Print the data exactly as it is given, please.

Recorded data:
******************************
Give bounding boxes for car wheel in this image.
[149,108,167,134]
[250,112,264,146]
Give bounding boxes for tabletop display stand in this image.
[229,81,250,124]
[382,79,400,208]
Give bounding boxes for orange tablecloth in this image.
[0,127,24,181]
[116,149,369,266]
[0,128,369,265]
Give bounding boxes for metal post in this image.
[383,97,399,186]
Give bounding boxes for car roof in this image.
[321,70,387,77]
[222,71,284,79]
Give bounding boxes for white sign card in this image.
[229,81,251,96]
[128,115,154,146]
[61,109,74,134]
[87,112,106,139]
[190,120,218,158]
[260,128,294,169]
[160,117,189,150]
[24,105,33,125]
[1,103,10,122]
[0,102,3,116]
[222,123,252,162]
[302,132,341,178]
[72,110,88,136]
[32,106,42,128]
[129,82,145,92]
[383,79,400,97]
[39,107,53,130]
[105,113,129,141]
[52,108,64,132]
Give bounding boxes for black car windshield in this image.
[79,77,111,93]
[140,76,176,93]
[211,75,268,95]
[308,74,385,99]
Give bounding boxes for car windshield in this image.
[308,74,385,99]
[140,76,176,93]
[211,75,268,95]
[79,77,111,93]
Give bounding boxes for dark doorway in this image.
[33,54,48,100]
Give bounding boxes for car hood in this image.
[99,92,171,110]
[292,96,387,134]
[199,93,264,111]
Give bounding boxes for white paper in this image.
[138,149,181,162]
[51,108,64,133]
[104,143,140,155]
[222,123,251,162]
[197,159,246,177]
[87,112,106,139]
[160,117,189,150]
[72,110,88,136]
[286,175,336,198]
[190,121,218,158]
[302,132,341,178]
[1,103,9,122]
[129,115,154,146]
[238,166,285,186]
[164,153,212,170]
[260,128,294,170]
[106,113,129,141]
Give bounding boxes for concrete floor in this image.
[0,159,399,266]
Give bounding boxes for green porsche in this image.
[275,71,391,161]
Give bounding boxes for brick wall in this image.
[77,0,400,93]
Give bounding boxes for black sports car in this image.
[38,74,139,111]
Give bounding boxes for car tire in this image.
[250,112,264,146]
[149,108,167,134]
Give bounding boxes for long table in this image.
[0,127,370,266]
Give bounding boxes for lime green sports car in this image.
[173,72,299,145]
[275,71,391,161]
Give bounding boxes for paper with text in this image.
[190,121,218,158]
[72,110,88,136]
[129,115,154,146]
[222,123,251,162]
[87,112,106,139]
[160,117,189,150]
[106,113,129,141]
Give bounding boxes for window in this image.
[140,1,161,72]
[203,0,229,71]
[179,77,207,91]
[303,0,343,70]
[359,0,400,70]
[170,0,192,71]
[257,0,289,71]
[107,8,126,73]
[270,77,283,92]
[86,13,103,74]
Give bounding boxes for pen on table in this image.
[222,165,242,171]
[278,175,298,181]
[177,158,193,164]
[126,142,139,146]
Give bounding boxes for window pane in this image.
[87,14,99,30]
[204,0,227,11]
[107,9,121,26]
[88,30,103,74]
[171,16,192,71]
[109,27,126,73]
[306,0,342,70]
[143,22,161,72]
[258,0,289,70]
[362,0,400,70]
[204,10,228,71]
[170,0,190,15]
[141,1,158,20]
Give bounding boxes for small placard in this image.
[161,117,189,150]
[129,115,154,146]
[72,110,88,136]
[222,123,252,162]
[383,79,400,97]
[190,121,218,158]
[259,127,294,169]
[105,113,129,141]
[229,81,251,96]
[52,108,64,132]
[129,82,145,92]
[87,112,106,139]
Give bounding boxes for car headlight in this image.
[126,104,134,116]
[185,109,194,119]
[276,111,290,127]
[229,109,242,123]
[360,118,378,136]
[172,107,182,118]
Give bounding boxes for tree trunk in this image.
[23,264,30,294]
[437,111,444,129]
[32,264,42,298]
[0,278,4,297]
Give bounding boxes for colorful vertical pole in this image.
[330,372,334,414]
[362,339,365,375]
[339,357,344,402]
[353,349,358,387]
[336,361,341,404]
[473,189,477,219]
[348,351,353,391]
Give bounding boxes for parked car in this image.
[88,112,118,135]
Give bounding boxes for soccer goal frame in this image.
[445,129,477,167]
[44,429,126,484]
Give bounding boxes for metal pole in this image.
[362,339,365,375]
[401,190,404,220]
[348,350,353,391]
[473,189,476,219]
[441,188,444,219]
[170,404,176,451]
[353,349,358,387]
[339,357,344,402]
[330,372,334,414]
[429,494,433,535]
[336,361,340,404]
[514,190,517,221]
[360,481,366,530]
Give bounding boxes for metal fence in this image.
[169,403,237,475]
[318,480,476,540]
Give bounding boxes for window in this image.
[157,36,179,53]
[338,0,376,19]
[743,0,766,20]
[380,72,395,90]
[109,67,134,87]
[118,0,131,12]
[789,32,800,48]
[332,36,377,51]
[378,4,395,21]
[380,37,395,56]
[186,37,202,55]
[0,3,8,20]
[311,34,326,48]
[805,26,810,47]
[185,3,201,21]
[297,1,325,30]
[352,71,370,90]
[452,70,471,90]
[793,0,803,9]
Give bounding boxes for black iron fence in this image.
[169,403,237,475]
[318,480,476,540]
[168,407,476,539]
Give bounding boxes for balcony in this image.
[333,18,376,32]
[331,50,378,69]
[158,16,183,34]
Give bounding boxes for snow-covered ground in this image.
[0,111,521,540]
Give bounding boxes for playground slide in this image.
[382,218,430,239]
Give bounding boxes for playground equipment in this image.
******************************
### Written answer
Give bounding boxes for car wheel in this image.
[149,108,167,134]
[250,112,264,146]
Give bounding boxes for tabletop display stand in this image.
[229,81,250,124]
[382,79,400,208]
Give bounding boxes for orange tablecloth in this image.
[0,127,24,181]
[116,149,369,266]
[0,128,369,265]
Give bounding boxes for metal post in this image.
[383,97,399,186]
Give bounding boxes for car roof in this image.
[321,70,387,77]
[222,71,284,79]
Give bounding boxes for white sign card in this image.
[229,81,251,96]
[128,115,154,146]
[61,109,74,134]
[87,112,106,139]
[190,120,218,158]
[260,128,294,169]
[160,117,189,150]
[24,105,33,125]
[1,103,10,122]
[0,102,3,116]
[222,123,252,162]
[302,132,341,178]
[72,110,88,136]
[32,106,42,128]
[129,82,145,92]
[383,79,400,97]
[39,107,53,130]
[105,113,129,141]
[52,108,64,132]
Give bounding boxes for black car windshield in this image.
[79,77,111,93]
[140,76,176,93]
[211,75,268,95]
[308,74,385,99]
Give bounding boxes for car windshield in this image.
[308,74,385,99]
[140,76,176,93]
[211,75,268,95]
[79,77,111,93]
Give bounding boxes for dark doorway in this image.
[33,54,48,100]
Give bounding boxes for car hood in this image.
[99,92,171,110]
[292,96,387,134]
[199,93,264,111]
Give bounding boxes for white paper in this image.
[138,149,181,162]
[51,108,64,133]
[104,143,140,155]
[222,123,251,162]
[197,159,246,177]
[87,112,106,139]
[160,117,189,150]
[72,110,88,136]
[286,175,336,198]
[190,121,218,158]
[302,132,341,178]
[1,103,9,122]
[129,115,154,146]
[238,166,285,186]
[164,153,212,170]
[260,128,294,170]
[106,113,129,141]
Give bounding boxes for concrete floor in this image.
[0,159,399,266]
Give bounding boxes for green porsche in this image.
[275,71,391,161]
Give bounding boxes for brick wall in this image.
[77,0,400,93]
Give bounding boxes for black sports car in this image.
[38,74,139,111]
Give bounding boxes for car tire in this image.
[250,112,264,146]
[149,108,167,134]
Give bounding boxes for long table in this image.
[0,127,370,266]
Give bounding boxes for lime green sports car in this image.
[173,72,299,145]
[275,71,391,161]
Give bounding boxes for paper with text in this image.
[190,121,218,158]
[72,110,88,136]
[129,115,154,146]
[222,123,251,162]
[87,112,106,139]
[160,117,189,150]
[106,113,129,141]
Give bounding boxes for window in this image.
[140,1,161,72]
[203,0,229,71]
[179,77,207,91]
[303,0,343,70]
[359,0,400,70]
[170,0,192,71]
[257,0,289,71]
[107,8,126,73]
[270,77,283,92]
[86,13,103,74]
Give bounding boxes for pen on table in this image.
[222,165,242,171]
[278,175,298,181]
[177,158,193,164]
[126,142,139,146]
Give bounding boxes for window pane in this image.
[87,14,99,30]
[204,0,227,11]
[107,9,121,26]
[88,30,103,74]
[171,16,192,71]
[109,27,126,73]
[306,0,342,70]
[143,22,161,72]
[258,0,289,70]
[362,0,400,70]
[204,10,228,71]
[170,0,190,15]
[141,1,158,20]
Give bounding boxes for small placard in this image.
[161,117,189,150]
[129,115,154,146]
[72,110,88,136]
[222,123,252,162]
[383,79,400,97]
[190,121,218,158]
[259,127,294,169]
[105,113,129,141]
[229,81,251,96]
[52,108,64,132]
[129,82,145,92]
[87,112,106,139]
Give bounding boxes for car headlight in this image.
[126,104,134,116]
[185,109,194,119]
[276,111,290,127]
[229,109,242,123]
[360,118,378,136]
[172,107,182,118]
Give bounding boxes for tree trunk in this image.
[23,264,30,294]
[437,111,444,129]
[32,264,42,298]
[0,278,4,297]
Give bounding boxes for colorful vertical pole in this image.
[330,372,334,414]
[362,339,365,375]
[339,357,344,402]
[353,349,358,387]
[336,361,341,404]
[473,189,477,219]
[348,351,353,391]
Give bounding boxes for parked car in this image.
[88,112,118,135]
Give bounding boxes for soccer goal frame in this image.
[445,129,477,167]
[44,429,126,484]
Give bounding boxes for metal pole in this image.
[362,339,365,375]
[401,190,404,220]
[348,350,353,391]
[473,189,476,219]
[441,188,444,219]
[170,404,176,451]
[353,349,358,387]
[339,357,344,402]
[330,372,334,414]
[429,494,433,535]
[336,361,340,404]
[514,190,517,221]
[360,481,366,530]
Give bounding boxes for metal fence in this image.
[169,403,237,475]
[318,480,476,540]
Give bounding boxes for window in this image.
[157,36,179,53]
[338,0,376,19]
[743,0,766,20]
[380,72,395,90]
[109,67,134,87]
[118,0,131,12]
[789,32,800,48]
[332,36,377,51]
[378,4,395,21]
[380,37,395,56]
[186,37,202,55]
[0,3,8,20]
[311,34,326,48]
[805,26,810,47]
[185,3,201,21]
[297,1,325,30]
[352,71,370,90]
[452,70,471,90]
[793,0,803,9]
Give bounding boxes for black iron fence in this image.
[169,403,237,475]
[318,480,476,540]
[168,407,476,539]
Give bounding boxes for balcony in this image.
[333,18,376,32]
[331,50,378,69]
[158,16,183,34]
Give bounding boxes for snow-covered ground in this image.
[0,111,521,540]
Give bounding boxes for playground slide in this image.
[382,218,430,239]
Give bounding boxes for playground equipment in this image.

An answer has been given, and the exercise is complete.